- _CHALLENGE 1_: Transcribe the mailing-list exchange on qualified Dublin Core, starting with "For example, I" and going on through "then need one.".
- _CHALLENGE 2_: Pick up the mailing-list exchange on qualified Dublin Core after its final sentence and carry it forward.

---- DOCUMENT SEGMENT

It may be a little more work, but given the actual trend to date of data
providers wanting to augment qualified DC with local semantics, I think
we'll need to build our applications smart enough to deal with such
diversity. And if we do that, it doesn't really matter if there is a
multiplicity of top-level container schemas for qualified DC (as long as
they all reference the appropriate DCMI component namespaces).

Tim Cole
University of Illinois at UC 

-----Original Message-----
From: oai-implementers-bounces at openarchives.org
[mailto:oai-implementers-bounces at openarchives.org] On Behalf Of Young,Jeff
Sent: Tuesday, August 10, 2004 8:51 AM
To: Simeon Warner; oai-implementers at oaisrv.nsdl.cornell.edu
Subject: RE: [OAI-implementers] Qualified Dublin Core

I agree with Simeon. Lately I've been creating dynamically configured web
applications built with distributed independent web services (OAI and SRW in
particular). The more schemas and protocols they have in common, the more
magic that can happen. DCQ elements hidden behind differing namespace
containers and schemas would greatly diminish its value. 

For example, I am working with Jean Godby on a catalog of XSLT crosswalks
(http://errol.oclc.org/schemaTrans.oclc.org.search). Redundant namespaces
will only clutter it up and make it harder for people to choose an
appropriate crosswalk from a list when then need one.

--------
---- DATA EXTRACT

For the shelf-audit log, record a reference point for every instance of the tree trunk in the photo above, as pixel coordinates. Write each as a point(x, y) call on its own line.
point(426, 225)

--------

- _FINAL RESULT 1_:
For example, I am working with Jean Godby on a catalog of XSLT crosswalks
(http://errol.oclc.org/schemaTrans.oclc.org.search). Redundant namespaces
will only clutter it up and make it harder for people to choose an
appropriate crosswalk from a list when then need one.

- _FINAL RESULT 2_:
Jeff

> -----Original Message-----
> From: Simeon Warner [mailto:simeon at cs.cornell.edu]
> Sent: Monday, August 09, 2004 7:02 PM
> To: oai-implementers at oaisrv.nsdl.cornell.edu
> Subject: RE: [OAI-implementers] Qualified Dublin Core
> 
> 
> I think the problem with "standard elements in any wrapper" approach 
> is that a harvester has no easy way to know up-front what it might be 
> getting if it harvests records in a particular format. Harvesting a 
> metadata format understood to be "only QDC elements" (nothing else, no 
> funny
> business) gives rather more assurance of intelligibility to a 
> harvester that understands QDC. A canonical schema seems the simplest 
> way to indicate this (notwithstanding versioning issues mentioned 
> earlier by Pete Johnston).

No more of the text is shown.